** Opening SELECTED TEXT block **

We thank Dr. Wurster for his comments. The overall incidence is < 1% and the question of bias may have less to do with demyelination but more with follow-up to rule out CNS lymphoma which is noted in the print-out for these patients.

All the patterns did not develop in the same way. Some became oligoclonal, some remained the same, and in others the original monoclonal bands disappeared. This suggests that no major bias was introduced. The increased number of bands was not counted, as we (and others) have not found any useful correlations. Likewise, quantification of the amounts of IgG is notoriously less sensitive and less specific than the “gold standard” of determining the presence of oligoclonal bands.

** Closing SELECTED TEXT block **

> [REQUIRED WORK]
(1) Do these statements agree with the reply about oligoclonal bands? Answer yes or no for each and quote the deciding words of the reply.
(a) The overall incidence is above 1%.
(b) The increased number of bands was counted.
(c) In some patterns the original monoclonal bands disappeared.
(2) Can you print the part of the reply about oligoclonal bands that starts with "All the patterns" and goes on through "of oligoclonal bands."?
The entries that come next are separate material and have no connection to the reply about oligoclonal bands.

** Opening MATERIAL PROVIDED block **

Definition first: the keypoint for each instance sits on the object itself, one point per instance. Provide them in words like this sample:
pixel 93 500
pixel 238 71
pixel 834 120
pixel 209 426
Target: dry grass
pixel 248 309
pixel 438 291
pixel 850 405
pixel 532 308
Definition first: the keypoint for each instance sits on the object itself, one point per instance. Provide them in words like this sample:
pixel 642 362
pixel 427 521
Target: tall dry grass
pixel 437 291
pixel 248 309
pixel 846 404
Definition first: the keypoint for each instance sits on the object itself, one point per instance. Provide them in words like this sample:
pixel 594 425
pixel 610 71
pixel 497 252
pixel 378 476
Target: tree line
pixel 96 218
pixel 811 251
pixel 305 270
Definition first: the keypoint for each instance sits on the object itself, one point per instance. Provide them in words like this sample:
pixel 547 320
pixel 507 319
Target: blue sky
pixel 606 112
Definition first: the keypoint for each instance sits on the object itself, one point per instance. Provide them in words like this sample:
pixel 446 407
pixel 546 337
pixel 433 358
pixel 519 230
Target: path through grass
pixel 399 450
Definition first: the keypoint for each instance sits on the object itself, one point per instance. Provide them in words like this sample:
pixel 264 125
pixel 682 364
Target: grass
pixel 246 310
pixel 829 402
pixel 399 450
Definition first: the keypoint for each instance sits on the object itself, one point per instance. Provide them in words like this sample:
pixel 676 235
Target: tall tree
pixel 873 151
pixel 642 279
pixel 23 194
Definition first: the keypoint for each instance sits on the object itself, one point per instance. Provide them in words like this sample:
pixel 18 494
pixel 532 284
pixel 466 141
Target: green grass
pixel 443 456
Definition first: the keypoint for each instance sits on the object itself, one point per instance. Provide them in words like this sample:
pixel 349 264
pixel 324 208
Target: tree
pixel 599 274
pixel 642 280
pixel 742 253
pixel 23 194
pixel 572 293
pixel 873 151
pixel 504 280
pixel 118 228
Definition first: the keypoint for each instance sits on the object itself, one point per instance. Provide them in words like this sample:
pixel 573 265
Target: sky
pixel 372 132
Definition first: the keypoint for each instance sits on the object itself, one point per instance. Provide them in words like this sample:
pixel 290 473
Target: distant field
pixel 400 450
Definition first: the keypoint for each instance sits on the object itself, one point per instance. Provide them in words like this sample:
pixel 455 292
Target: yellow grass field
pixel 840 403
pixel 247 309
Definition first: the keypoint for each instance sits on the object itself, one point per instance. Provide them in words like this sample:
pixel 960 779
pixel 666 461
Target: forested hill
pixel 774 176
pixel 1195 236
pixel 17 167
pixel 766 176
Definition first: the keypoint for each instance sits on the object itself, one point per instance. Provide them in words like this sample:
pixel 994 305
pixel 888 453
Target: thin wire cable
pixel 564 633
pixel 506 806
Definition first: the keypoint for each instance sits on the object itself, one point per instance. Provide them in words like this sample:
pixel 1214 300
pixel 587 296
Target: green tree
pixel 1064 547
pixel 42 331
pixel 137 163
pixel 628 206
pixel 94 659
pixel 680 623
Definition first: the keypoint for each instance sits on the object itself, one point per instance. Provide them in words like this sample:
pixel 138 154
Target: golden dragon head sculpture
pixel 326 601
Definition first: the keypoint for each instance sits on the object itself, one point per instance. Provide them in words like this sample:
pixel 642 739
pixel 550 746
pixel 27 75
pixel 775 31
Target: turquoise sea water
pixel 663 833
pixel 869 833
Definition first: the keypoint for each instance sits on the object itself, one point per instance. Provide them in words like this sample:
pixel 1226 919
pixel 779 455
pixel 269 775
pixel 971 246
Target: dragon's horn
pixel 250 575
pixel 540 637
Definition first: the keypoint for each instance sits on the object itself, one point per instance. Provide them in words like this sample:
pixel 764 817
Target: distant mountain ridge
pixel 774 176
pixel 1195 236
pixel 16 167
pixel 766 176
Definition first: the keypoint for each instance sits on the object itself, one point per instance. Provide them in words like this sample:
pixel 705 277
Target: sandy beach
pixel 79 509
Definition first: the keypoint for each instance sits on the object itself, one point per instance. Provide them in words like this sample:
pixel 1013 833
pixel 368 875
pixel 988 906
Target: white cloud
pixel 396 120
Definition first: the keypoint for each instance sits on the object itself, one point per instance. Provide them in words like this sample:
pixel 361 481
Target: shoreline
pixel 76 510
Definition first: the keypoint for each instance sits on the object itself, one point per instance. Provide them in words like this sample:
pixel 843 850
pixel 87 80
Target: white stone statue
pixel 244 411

** Closing MATERIAL PROVIDED block **

> [TASK ANSWERS]
(1)
(a) No: "The overall incidence is < 1%"
(b) No: "The increased number of bands was not counted"
(c) Yes: "in others the original monoclonal bands disappeared"

(2)
All the patterns did not develop in the same way. Some became oligoclonal, some remained the same, and in others the original monoclonal bands disappeared. This suggests that no major bias was introduced. The increased number of bands was not counted, as we (and others) have not found any useful correlations. Likewise, quantification of the amounts of IgG is notoriously less sensitive and less specific than the “gold standard” of determining the presence of oligoclonal bands.